## REQUIRED TASK 1
Count the lines of the records that contain the string "purple", treating uppercase and lowercase as distinct, and give only the number.

## TEXT SHOWN

## start

Starting point is 01:40:45 I said, why don't we, why don't we have an agreement? We're not going to tell them what to do with their lives. And they don't tell us what to do with our lives in Northwest Florida. And then, of course, I'm right, you know, turn that frown upside down. But that's what's changed the most. I used to have this sort of federalism approach, sort of a 10th Amendment post-civil rights. Right. Federalism approach where let's let the states do what the states do. But when I, when I felt that way, you know, George Voinovich was governor in Ohio. Jeb Bush was governor in Florida. Mitt Romney was governor in Utah. And then John Huntsman. And these were people that I felt, you know, kind of like Spencer Cox.
Starting point is 01:41:26 Yeah. Who has been, I think, fairly compassionate on the trans issue, a conservative, but still compassionate. Come on, come on guys. Send some great stuff about social media. Yeah, I said some good, really great stuff about social media. So, but that's how I saw Republican governors back in the 1990s. I can't feel that one anymore. I can't trust what Greg Abbott's going to do. I can't trust what's going to happen in a lot of deep red states as far as on issues involving people's rights, their livelihoods.
Starting point is 01:41:56 What does a, like, a post-Trump version of the Republican Party look like to you that is healthy and viable and, like, and that you? You could see it actually happening, not like fantasy camp for. Yeah. Now, you know, I don't think it can happen because I've gotten past being shocked and stunned and deeply saddened by what Donald Trump does. Yeah. And now I'm shocked and stunned and deeply saddened that an overwhelming majority of Americans are perfectly fine with Republican Republicans are perfectly fine with what ICE is doing.

## end

## DATA ROWS
## start

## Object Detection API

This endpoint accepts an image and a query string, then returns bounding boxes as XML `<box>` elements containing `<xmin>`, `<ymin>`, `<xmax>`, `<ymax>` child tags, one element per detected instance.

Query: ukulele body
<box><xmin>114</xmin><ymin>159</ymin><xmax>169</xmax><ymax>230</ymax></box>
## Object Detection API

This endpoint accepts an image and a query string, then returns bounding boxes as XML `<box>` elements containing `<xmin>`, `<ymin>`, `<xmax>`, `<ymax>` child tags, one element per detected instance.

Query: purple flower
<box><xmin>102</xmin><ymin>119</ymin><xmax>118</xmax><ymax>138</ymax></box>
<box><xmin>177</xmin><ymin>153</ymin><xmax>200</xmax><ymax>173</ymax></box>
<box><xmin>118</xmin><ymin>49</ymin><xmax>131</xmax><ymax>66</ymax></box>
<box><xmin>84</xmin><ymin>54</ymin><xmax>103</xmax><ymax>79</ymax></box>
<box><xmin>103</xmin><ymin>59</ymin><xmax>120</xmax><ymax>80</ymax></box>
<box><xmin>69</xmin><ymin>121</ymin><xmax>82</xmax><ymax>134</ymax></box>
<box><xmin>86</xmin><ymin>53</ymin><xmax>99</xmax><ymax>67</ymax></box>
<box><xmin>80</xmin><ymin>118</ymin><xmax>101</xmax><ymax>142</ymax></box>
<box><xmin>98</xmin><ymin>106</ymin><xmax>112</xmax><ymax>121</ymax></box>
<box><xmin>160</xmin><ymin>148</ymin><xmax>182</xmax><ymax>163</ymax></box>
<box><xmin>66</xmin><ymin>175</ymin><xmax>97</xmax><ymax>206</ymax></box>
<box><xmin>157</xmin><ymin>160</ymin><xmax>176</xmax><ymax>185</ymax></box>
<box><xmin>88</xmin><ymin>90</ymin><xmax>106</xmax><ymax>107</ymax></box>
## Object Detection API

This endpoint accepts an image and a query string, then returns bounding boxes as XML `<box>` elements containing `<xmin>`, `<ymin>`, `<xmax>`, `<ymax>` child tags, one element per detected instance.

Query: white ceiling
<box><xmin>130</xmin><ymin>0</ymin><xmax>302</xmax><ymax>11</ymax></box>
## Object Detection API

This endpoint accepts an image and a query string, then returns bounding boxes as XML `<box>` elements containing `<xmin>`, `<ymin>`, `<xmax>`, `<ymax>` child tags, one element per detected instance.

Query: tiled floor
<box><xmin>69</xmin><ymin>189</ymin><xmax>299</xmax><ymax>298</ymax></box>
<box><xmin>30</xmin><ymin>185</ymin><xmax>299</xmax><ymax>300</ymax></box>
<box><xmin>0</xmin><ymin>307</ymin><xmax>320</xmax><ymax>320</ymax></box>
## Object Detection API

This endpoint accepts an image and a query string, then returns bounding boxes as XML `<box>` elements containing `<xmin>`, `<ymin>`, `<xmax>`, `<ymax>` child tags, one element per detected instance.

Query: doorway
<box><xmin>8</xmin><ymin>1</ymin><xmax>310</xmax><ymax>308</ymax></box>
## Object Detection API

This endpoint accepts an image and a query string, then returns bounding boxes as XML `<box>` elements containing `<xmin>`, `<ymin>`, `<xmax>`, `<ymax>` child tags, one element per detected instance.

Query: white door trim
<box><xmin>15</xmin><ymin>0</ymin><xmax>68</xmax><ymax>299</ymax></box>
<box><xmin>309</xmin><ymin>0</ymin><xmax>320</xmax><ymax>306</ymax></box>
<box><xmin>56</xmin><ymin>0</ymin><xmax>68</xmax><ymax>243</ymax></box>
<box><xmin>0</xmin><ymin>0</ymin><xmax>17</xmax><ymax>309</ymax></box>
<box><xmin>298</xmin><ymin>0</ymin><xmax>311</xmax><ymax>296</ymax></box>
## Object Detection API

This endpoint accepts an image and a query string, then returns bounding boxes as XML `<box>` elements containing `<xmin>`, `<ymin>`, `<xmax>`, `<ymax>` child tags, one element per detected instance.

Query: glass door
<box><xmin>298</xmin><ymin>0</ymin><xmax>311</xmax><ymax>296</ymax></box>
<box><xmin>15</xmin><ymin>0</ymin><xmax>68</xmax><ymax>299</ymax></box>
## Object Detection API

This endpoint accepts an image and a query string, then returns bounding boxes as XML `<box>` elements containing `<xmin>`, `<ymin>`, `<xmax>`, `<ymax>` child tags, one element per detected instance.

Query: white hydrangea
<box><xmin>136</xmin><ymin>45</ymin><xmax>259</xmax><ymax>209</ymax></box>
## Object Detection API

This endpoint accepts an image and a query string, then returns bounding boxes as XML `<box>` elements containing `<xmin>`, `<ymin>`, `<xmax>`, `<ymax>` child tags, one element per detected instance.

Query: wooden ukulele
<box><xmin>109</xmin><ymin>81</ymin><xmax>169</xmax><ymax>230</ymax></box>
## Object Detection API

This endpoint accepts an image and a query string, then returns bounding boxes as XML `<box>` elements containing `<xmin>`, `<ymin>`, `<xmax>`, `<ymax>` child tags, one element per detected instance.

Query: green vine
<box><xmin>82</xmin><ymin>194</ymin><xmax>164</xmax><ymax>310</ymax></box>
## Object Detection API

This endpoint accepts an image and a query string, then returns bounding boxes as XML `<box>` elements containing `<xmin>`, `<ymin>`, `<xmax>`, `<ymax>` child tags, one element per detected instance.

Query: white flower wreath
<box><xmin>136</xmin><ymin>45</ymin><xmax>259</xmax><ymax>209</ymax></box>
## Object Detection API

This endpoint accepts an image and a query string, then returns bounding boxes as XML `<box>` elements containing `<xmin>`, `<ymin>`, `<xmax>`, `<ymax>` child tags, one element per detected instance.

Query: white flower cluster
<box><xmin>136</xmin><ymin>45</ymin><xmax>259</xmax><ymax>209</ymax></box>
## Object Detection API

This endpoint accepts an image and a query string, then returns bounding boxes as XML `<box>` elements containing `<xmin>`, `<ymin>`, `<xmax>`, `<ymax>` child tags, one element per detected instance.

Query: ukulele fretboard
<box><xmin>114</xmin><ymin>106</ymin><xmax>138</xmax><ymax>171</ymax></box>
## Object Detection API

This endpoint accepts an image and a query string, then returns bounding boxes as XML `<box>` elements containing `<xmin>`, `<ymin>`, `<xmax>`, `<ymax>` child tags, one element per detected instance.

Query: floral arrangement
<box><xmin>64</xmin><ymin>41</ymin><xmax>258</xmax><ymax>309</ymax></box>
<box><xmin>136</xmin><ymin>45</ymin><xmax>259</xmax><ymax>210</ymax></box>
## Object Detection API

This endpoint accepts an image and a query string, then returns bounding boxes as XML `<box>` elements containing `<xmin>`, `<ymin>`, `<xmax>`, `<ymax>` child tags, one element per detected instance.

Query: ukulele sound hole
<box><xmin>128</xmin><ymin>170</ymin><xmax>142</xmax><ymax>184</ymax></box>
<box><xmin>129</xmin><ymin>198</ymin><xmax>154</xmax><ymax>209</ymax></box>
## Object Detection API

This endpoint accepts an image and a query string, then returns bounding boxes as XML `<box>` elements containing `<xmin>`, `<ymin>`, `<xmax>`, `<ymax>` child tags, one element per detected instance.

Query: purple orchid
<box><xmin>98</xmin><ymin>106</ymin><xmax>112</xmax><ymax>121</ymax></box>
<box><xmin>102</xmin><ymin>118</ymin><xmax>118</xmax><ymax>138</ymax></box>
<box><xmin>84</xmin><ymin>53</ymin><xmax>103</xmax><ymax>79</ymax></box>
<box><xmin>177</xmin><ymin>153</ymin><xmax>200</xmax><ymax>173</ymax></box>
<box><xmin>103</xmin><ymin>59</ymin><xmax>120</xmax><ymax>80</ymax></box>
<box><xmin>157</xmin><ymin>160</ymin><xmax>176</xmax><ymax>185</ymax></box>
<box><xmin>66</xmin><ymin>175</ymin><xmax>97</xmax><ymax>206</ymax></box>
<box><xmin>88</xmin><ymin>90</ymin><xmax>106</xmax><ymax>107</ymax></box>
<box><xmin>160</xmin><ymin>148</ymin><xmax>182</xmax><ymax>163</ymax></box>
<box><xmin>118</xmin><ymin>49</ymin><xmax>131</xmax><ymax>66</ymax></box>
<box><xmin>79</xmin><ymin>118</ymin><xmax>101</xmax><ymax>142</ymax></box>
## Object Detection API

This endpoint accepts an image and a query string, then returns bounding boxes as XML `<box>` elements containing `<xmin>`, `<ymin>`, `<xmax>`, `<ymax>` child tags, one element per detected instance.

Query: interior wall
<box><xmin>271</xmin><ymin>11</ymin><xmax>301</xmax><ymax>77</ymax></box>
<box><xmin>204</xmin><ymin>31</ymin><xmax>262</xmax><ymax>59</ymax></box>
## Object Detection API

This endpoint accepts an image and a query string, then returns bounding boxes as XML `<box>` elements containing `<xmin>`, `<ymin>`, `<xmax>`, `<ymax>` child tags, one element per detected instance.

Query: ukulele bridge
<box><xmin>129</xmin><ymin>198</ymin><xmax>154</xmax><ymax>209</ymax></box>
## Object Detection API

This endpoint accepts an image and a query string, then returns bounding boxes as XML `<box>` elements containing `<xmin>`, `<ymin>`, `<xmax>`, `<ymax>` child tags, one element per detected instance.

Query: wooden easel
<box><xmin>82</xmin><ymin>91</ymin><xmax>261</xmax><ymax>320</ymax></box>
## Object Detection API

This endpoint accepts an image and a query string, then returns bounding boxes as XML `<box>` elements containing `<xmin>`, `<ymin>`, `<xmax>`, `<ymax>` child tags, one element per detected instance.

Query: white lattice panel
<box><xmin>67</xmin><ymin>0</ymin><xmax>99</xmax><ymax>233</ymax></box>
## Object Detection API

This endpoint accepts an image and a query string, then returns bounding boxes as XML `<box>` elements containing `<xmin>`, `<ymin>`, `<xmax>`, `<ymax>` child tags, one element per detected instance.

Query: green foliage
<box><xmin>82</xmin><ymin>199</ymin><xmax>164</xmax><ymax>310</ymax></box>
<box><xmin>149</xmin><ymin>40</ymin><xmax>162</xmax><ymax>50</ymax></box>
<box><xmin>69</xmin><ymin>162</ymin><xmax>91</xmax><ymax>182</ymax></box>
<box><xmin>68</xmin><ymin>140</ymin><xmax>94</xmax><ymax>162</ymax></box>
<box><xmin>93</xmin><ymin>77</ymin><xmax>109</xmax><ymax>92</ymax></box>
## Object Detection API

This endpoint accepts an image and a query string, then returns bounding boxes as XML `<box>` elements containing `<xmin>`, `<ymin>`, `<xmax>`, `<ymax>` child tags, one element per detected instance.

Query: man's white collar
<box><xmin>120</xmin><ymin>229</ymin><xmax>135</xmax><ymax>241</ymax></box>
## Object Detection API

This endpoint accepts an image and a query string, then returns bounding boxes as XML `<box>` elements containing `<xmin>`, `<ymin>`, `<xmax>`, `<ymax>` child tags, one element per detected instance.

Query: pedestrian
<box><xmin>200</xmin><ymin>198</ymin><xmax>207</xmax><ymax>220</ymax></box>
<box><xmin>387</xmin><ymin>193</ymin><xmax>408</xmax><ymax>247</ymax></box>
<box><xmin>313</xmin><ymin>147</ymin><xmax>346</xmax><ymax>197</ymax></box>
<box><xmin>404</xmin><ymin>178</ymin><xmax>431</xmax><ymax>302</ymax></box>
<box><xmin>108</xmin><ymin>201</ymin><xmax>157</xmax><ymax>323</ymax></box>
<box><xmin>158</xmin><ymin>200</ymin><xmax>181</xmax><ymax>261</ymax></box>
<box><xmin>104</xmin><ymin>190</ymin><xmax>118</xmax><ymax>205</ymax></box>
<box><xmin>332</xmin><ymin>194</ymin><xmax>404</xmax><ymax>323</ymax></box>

## end

## REQUIRED TASK 2
Reproduce the transcript between "Starting point is 01:41:56" and "ICE is doing.", inclusive, substituting "deeply troubled" for each occurrence of "deeply saddened".

## FULL OUTPUT 1
2

## FULL OUTPUT 2
Starting point is 01:41:56 What does a, like, a post-Trump version of the Republican Party look like to you that is healthy and viable and, like, and that you? You could see it actually happening, not like fantasy camp for. Yeah. Now, you know, I don't think it can happen because I've gotten past being shocked and stunned and deeply troubled by what Donald Trump does. Yeah. And now I'm shocked and stunned and deeply troubled that an overwhelming majority of Americans are perfectly fine with Republican Republicans are perfectly fine with what ICE is doing.